Behold how good and how pleasant it is for brothers to dwell together in unity.  It is like the precious ointment upon the head . . . . and as the dew that descended upon the mountains of Zion . . . .”  Psalm 133:1-2

In July 2015, I posted on attending the 100th anniversary of the Gamma Alpha Beta fraternity at Augustana College.   Many of the brothers from my era showed up.  We have remained a close-knit group since graduation.  This last weekend, we had a reunion of “GAB’s” in Rockford with about 20+ brothers — all of my vintage.

I wasn’t destined for college (see post of October 13, 2013).  My future was to work as an assistant plumber after high school.  Frankly, it’s a fluke that I even applied (around the time of high school graduation) and got in to “college.”  And that I came to know my brothers. 

There are amazing memories and stories.  One I smile at is the dark night when my entire pledge class was corralled by police and taken off to the police station for borrowing a neighbor’s ladder at midnight (the neighbor was awake, thought it was theft and called the police).  One quick-witted pledge escaped detention by launching himself over a window well and clambering up onto a fire escape.   Yeah.  That was me. . . . 

The GAB’s won the Homecoming Sing with the ballad I sang to Lauren every night when she was young — “Oh Shenendoah.”   It was that song I picked for the Father-Daughter dance at her wedding (see post of August 14, 2011).  We had tears in our eyes as the music played.  It’s interesting how when you meet old friends, you pick up where you left off.    It’s as if time stands still and I’m 19 years old again.  With my brothers. In my brain, I’m still 19.  Now if only my body would cooperate . . . . .        

The One that Got Away

When I was a freshman at Augustana College, I pledged the Gamma Alpha Beta (“GAB”) fraternity. I was one of 12 pledge brothers. The Brahmins of the fraternity scheduled a school dance for a Saturday night – “The GAB a GO GO.” My pledge brothers and I were tasked to put up a sign to hang between the Science Building and the Student Union. We had to do it at midnight – to provide amazement, astonishment, revelation and wonder for those seeing it the next morning. Great.

Recorded information =
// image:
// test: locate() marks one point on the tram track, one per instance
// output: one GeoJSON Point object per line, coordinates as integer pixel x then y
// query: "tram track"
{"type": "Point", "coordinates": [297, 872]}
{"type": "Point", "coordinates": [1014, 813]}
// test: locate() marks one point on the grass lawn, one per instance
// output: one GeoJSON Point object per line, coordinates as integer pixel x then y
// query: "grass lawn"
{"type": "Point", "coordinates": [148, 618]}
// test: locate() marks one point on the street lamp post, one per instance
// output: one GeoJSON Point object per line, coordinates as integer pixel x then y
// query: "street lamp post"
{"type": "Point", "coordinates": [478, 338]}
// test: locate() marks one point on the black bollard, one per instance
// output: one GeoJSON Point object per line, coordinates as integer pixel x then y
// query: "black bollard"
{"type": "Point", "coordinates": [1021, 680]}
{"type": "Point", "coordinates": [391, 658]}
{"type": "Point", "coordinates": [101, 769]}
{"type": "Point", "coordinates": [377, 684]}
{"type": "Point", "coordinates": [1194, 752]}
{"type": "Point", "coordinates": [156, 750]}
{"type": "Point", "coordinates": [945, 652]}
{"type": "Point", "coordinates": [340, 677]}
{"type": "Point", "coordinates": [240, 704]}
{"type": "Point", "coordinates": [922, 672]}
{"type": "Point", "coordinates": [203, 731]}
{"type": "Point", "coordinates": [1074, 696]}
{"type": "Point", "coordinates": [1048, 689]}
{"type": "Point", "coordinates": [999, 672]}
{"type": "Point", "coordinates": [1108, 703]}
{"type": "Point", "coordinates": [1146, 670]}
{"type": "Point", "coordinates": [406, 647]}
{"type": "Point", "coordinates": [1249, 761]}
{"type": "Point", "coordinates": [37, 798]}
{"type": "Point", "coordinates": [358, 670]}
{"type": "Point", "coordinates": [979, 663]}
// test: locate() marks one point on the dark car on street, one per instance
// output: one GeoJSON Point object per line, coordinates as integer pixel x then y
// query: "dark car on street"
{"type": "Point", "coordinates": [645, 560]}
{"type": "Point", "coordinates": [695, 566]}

What you need to do =
A. Summarize the fraternity reunion post in two sentences.
B. From the fraternity reunion post, extract the passage starting at "The GAB’s won the" and ending at "cooperate . . . . .".
C. In the fraternity reunion post, what song did the GAB's win the Homecoming Sing with?

Worked solutions =
A. The writer describes a Rockford reunion of about 20+ Gamma Alpha Beta brothers from Augustana College, a group that has stayed close since graduation, and notes that getting into college at all was a fluke. Among the memories recalled are the pledge class being taken to the police station over a borrowed ladder, the writer's escape onto a fire escape, and the fraternity winning the Homecoming Sing with "Oh Shenendoah."

B.
The GAB’s won the Homecoming Sing with the ballad I sang to Lauren every night when she was young — “Oh Shenendoah.”   It was that song I picked for the Father-Daughter dance at her wedding (see post of August 14, 2011).  We had tears in our eyes as the music played.  It’s interesting how when you meet old friends, you pick up where you left off.    It’s as if time stands still and I’m 19 years old again.  With my brothers. In my brain, I’m still 19.  Now if only my body would cooperate . . . . .

C. "Oh Shenendoah."